- The problem: Reproduce the records that follow exactly as they appear.

Stored data entries
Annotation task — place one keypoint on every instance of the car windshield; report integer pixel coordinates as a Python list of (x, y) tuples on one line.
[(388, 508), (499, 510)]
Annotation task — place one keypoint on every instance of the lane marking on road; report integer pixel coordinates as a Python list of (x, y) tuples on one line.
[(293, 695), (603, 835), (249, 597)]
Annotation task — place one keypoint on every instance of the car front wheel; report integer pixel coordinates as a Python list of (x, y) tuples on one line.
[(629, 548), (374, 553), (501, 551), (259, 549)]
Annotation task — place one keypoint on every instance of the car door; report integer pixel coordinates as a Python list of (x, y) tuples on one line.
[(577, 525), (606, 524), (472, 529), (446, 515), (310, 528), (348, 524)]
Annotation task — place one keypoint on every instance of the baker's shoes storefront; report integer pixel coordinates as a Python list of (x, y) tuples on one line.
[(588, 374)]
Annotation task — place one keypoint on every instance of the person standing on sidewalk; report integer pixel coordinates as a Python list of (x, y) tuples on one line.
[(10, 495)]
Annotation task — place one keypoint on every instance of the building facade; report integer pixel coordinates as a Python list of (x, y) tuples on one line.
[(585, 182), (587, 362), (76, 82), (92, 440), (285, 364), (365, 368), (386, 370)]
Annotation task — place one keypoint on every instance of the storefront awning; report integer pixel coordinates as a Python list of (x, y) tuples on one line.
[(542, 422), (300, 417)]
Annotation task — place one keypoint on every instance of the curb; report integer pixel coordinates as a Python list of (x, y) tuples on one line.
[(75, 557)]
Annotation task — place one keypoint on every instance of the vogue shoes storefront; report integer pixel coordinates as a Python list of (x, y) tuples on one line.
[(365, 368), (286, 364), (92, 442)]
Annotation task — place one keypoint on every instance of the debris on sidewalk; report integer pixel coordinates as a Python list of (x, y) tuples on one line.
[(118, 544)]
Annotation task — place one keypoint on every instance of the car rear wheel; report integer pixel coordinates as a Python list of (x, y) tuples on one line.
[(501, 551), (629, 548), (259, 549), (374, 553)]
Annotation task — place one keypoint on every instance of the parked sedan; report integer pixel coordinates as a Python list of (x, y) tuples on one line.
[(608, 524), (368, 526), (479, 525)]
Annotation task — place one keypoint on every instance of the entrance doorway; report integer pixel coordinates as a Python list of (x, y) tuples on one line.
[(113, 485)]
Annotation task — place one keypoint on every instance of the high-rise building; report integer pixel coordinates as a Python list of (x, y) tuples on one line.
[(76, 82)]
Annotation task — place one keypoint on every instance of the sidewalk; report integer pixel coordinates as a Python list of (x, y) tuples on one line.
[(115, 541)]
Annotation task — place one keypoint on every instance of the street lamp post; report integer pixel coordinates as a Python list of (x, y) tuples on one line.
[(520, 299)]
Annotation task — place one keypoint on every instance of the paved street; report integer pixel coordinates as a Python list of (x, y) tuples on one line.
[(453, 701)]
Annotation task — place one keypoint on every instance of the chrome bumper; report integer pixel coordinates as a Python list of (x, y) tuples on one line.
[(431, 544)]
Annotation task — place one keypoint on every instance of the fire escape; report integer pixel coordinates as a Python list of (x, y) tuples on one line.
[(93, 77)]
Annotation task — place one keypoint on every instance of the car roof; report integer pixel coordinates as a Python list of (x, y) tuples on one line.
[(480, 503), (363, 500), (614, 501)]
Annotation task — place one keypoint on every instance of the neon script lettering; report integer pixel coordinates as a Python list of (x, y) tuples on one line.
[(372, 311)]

- Solution:
Annotation task — place one keypoint on every instance of the car windshield; report integer pixel coordinates as a Python list of (x, y) tuples on one line.
[(388, 508), (499, 510)]
Annotation task — place one keypoint on every instance of the lane marking on road; report integer pixel coordinates as a Python list of (x, y) tuples on one line.
[(293, 695), (603, 835), (249, 597)]
Annotation task — place one keypoint on every instance of the car front wheel; report integer pixel coordinates as a Python list of (x, y) tuples on one line.
[(629, 548), (374, 553), (501, 551), (259, 549)]
Annotation task — place one keypoint on every instance of the car door; report integer pixel coordinates as a Python list of (x, y) tuples on one line.
[(577, 525), (606, 524), (472, 529), (446, 515), (310, 528), (348, 524)]
Annotation task — place one keypoint on every instance of the baker's shoes storefront; report integer pixel coordinates as a Python list of (x, y) tuples on one line.
[(588, 374)]
Annotation task — place one keypoint on every instance of the person standing on sidewalk; report integer pixel coordinates as a Python list of (x, y) tuples on one line.
[(10, 495)]
Annotation task — place one keypoint on every instance of the building facade; report integer pixel coordinates as a Python list of (x, y) tuples on one line.
[(585, 182), (587, 362), (76, 82), (92, 440), (285, 364), (365, 368), (386, 370)]
Annotation task — place one keypoint on every instance of the storefront awning; report integer pixel coordinates as a Python list of (x, y) tuples on one line.
[(542, 422), (300, 417)]
Annotation task — place one keypoint on every instance of the curb; report integer pixel coordinates as a Python list of (x, y) tuples on one line.
[(75, 557)]
Annotation task — place one keypoint on every instance of the vogue shoes storefront; report integer pixel coordinates as a Python list of (x, y) tuples on one line.
[(365, 368), (286, 364), (92, 442)]
Annotation task — place one keypoint on every instance of the debris on sidewalk; report integer pixel coordinates as a Python list of (x, y) tuples on one line.
[(118, 544)]
Annotation task — place one keypoint on every instance of the car rear wheel; report integer pixel coordinates as a Python list of (x, y) tuples on one line.
[(501, 551), (629, 548), (259, 549), (374, 553)]
Annotation task — place one keypoint on every instance of the parked sedan; report integer pixel coordinates as a Python list of (x, y) tuples on one line.
[(608, 524), (368, 526), (479, 525)]
Annotation task — place one keypoint on every instance of the entrance doorway; report integer pixel coordinates as a Python list of (x, y) tuples on one line.
[(113, 485)]
Annotation task — place one keypoint on every instance of the high-rise building; report integer pixel coordinates as a Python list of (x, y) tuples on one line.
[(76, 82)]
Annotation task — place one keypoint on every instance of the sidewalk; report integer pixel coordinates as a Python list of (x, y) tuples on one line.
[(115, 541)]
Annotation task — place one keypoint on every instance of the street lamp post; report integer pixel coordinates as a Python list of (x, y) tuples on one line.
[(520, 299)]
Annotation task — place one keypoint on every instance of the paved street; report integer pixel coordinates as a Python list of (x, y) tuples on one line.
[(453, 701)]
Annotation task — place one keypoint on every instance of the chrome bumper; report integer pixel coordinates as a Python list of (x, y) tuples on one line.
[(431, 544)]
Annotation task — place one keypoint on every instance of the fire escape; report integer pixel coordinates as a Python list of (x, y) tuples on one line.
[(93, 77)]
Annotation task — place one keypoint on every instance of the car roof; report integer pixel coordinates as a Python list of (x, y) tuples on one line.
[(480, 503), (363, 500), (614, 501)]
Annotation task — place one keypoint on every instance of the neon script lettering; report integer pixel coordinates as a Python list of (x, y) tuples on one line.
[(372, 311)]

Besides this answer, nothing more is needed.